» **WORK TASK**: Reproduce the data shown below exactly.

*** Opening AVAILABLE DATA ***

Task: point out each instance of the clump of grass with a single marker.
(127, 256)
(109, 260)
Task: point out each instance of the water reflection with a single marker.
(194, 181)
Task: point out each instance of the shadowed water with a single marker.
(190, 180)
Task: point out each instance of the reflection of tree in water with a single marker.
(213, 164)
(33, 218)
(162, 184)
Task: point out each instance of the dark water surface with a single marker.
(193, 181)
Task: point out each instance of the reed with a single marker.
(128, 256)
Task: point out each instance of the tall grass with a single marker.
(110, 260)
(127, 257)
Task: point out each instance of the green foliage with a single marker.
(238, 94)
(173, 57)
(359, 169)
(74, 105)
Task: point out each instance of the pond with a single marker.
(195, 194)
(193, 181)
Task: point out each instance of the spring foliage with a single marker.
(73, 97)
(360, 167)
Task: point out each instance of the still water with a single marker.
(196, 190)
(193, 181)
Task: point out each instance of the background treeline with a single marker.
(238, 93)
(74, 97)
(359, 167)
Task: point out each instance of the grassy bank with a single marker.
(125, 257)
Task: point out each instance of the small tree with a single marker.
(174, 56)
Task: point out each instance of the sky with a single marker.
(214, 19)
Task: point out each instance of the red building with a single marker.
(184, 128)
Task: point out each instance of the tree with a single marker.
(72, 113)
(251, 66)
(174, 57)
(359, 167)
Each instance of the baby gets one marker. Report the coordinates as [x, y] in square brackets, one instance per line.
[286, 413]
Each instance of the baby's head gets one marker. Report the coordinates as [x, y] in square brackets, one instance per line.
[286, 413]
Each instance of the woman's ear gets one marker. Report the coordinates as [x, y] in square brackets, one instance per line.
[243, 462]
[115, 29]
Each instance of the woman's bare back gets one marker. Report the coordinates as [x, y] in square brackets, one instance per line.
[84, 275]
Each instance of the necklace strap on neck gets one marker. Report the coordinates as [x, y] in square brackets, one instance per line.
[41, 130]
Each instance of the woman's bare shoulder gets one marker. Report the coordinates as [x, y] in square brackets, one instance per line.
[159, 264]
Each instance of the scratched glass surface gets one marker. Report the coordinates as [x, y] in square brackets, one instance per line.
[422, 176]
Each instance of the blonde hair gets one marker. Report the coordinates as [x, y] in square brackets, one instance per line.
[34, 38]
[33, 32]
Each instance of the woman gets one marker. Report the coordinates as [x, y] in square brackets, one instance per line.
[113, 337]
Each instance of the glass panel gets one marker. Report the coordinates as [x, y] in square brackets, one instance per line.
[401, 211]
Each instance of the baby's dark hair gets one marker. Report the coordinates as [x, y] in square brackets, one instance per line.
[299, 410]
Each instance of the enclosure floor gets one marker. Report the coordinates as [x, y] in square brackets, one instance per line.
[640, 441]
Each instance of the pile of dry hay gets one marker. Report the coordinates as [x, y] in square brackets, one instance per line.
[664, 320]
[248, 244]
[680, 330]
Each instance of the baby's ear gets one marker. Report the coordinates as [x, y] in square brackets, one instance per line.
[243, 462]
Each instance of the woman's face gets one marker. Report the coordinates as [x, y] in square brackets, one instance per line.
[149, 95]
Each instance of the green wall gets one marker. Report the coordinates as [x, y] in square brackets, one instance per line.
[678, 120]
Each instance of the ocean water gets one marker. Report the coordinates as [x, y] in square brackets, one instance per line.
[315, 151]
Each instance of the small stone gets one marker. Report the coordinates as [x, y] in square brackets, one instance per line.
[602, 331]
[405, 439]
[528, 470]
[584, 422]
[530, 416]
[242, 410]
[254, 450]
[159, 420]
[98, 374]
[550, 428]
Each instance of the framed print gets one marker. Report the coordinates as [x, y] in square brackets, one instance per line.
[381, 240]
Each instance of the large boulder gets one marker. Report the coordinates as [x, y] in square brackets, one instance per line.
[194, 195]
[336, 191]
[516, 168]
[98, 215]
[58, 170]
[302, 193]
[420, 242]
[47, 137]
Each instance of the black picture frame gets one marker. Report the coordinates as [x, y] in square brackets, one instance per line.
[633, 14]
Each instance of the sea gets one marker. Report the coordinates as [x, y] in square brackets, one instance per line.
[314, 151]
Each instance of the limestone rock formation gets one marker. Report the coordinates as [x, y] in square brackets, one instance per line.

*** Closing AVAILABLE DATA ***

» **RESPONSE TO THIS TASK**:
Task: point out each instance of the clump of grass with a single marker.
(127, 256)
(109, 260)
Task: point out each instance of the water reflection with a single marker.
(194, 181)
Task: point out each instance of the shadowed water with a single marker.
(190, 180)
Task: point out each instance of the reflection of tree in water with a single marker.
(213, 164)
(33, 218)
(162, 184)
Task: point out each instance of the dark water surface with a single marker.
(193, 181)
Task: point out each instance of the reed with a single marker.
(128, 256)
Task: point out each instance of the tall grass with a single marker.
(110, 260)
(127, 257)
Task: point out each instance of the green foliage with a single marker.
(238, 94)
(173, 57)
(359, 169)
(74, 105)
Task: point out each instance of the pond with a single marker.
(195, 194)
(193, 181)
Task: point out each instance of the spring foliage with a single marker.
(73, 97)
(360, 167)
Task: point out each instance of the still water with a single marker.
(196, 190)
(193, 181)
Task: point out each instance of the background treeline with a single marker.
(238, 93)
(74, 97)
(359, 167)
Task: point out each instance of the grassy bank with a single marker.
(125, 257)
Task: point out each instance of the small tree with a single marker.
(174, 56)
Task: point out each instance of the sky with a single marker.
(214, 19)
Task: point out each instance of the red building with a single marker.
(184, 128)
Task: point out each instance of the tree with a single marker.
(72, 113)
(251, 66)
(174, 57)
(359, 167)
Each instance of the baby gets one marker. Report the coordinates as [x, y] in square brackets, one instance per line.
[286, 413]
Each instance of the baby's head gets one marker. Report the coordinates as [x, y] in square brackets, one instance per line.
[286, 413]
Each instance of the woman's ear gets one marker. Report the coordinates as [x, y] in square brackets, one instance per line.
[243, 462]
[115, 29]
Each instance of the woman's bare back gets one marker. Report the coordinates as [x, y] in square brackets, one instance per line.
[84, 275]
Each instance of the necklace strap on neck gets one marker. Report the coordinates as [x, y] in square brackets, one instance per line.
[41, 130]
Each instance of the woman's bare shoulder gets one marker. Report the coordinates as [x, y] in square brackets, one instance per line.
[159, 264]
Each instance of the scratched glass surface gets one marker. Report the coordinates as [x, y] in square brackets, one instance per line.
[422, 176]
Each instance of the blonde hair gets one marker. Report the coordinates as [x, y] in square brackets, one instance per line.
[34, 38]
[33, 32]
Each instance of the woman gets one marker. Report the coordinates as [x, y] in square brackets, one instance per line.
[113, 337]
Each instance of the glass panel gets one marker. Report the coordinates as [x, y] in square brackets, one instance per line.
[401, 211]
Each instance of the baby's dark hair gets one marker. Report the coordinates as [x, y] in square brackets, one instance per line.
[299, 410]
Each instance of the enclosure floor gets one marker. Report the coordinates as [x, y] in square brackets, one instance per line.
[640, 441]
Each instance of the pile of dry hay gets one marker. Report the coordinates as [x, y] in square brackets, one instance per line.
[664, 320]
[248, 244]
[680, 330]
Each instance of the baby's ear gets one marker. Report the coordinates as [x, y] in square brackets, one instance per line.
[243, 462]
Each instance of the woman's face gets one marker. Report the coordinates as [x, y] in square brackets, one instance per line.
[149, 95]
Each instance of the green wall gets one marker. Report the coordinates as [x, y] in square brackets, one instance per line.
[678, 120]
Each instance of the ocean water gets one marker. Report the coordinates as [x, y] in square brackets, one instance per line.
[315, 151]
Each instance of the small stone gets one marker. Report the coordinates as [x, y] in square brackets, one instance per line.
[602, 331]
[405, 439]
[528, 470]
[584, 422]
[530, 416]
[242, 410]
[254, 450]
[159, 420]
[98, 374]
[550, 428]
Each instance of the framed print gets one marker. Report the coordinates as [x, y] in square brackets, one instance per line.
[381, 240]
Each instance of the large boulder gets one marker. Report the coordinates as [x, y] in square brackets, one instance per line.
[194, 195]
[336, 191]
[516, 168]
[98, 215]
[58, 170]
[302, 193]
[420, 242]
[47, 137]
Each instance of the black picture frame gets one marker. Report the coordinates as [x, y] in square brackets, one instance per line.
[633, 14]
Each instance of the sea gets one marker. Report the coordinates as [x, y] in square brackets, one instance per line.
[314, 151]
Each instance of the limestone rock formation gets one marker. Report the coordinates as [x, y] in square brackets, one instance per line.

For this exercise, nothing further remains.